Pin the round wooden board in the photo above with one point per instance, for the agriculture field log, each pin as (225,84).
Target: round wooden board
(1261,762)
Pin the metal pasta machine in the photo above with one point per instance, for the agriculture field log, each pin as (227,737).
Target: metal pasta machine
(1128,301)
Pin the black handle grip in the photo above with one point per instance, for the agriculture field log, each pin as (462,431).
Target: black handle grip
• • •
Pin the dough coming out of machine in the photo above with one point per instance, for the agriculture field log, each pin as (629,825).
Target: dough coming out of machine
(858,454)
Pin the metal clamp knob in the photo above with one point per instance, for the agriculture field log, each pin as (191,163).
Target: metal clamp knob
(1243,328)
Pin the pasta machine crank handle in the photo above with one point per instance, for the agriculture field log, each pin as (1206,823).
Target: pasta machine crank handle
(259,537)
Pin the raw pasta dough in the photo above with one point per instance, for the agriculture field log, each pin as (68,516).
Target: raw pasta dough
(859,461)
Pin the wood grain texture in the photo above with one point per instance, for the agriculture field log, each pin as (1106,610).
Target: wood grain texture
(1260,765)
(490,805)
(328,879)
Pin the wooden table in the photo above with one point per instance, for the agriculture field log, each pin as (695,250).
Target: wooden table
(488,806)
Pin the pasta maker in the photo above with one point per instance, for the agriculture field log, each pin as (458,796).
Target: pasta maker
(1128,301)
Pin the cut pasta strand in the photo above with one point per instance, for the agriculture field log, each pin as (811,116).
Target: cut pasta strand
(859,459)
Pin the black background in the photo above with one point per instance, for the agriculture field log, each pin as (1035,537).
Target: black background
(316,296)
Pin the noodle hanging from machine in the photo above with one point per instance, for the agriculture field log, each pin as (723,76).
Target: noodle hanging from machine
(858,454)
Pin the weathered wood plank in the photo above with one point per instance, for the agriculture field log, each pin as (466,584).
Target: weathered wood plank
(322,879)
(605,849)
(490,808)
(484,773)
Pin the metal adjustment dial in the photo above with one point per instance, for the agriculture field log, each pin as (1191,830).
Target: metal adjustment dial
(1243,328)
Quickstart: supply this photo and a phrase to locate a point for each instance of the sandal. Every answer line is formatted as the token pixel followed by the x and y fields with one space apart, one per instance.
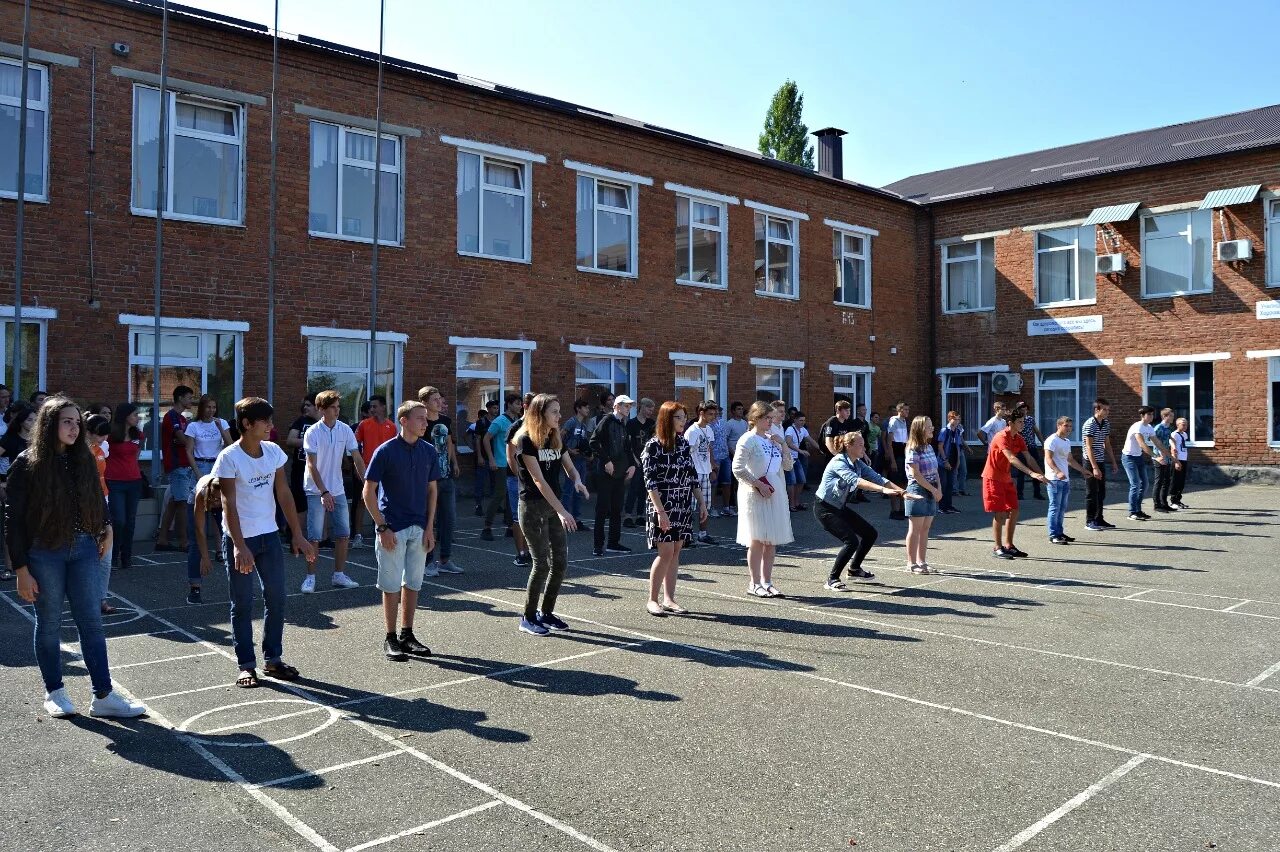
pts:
• • •
— Short exercise —
Please rewrite the part of the listing that opens with the line containing "Pin the round" and closes with the line containing "Target: black handle grip", requests included, raising every coordinate in the answers by 3.

— Solution to this exercise —
Pin the round wooden board in the photo above with one point per instance, for the agriculture field log, each pin as (225,84).
Target: round wooden board
(1264,765)
Pin the metal pasta machine in the photo above with one point per instance, for the agriculture field log, each pin as (227,737).
Target: metal pasta machine
(1131,304)
Pin the black handle grip in the photo above with one point per instance, for the agriculture field log, each pin as (462,431).
Target: black handle grip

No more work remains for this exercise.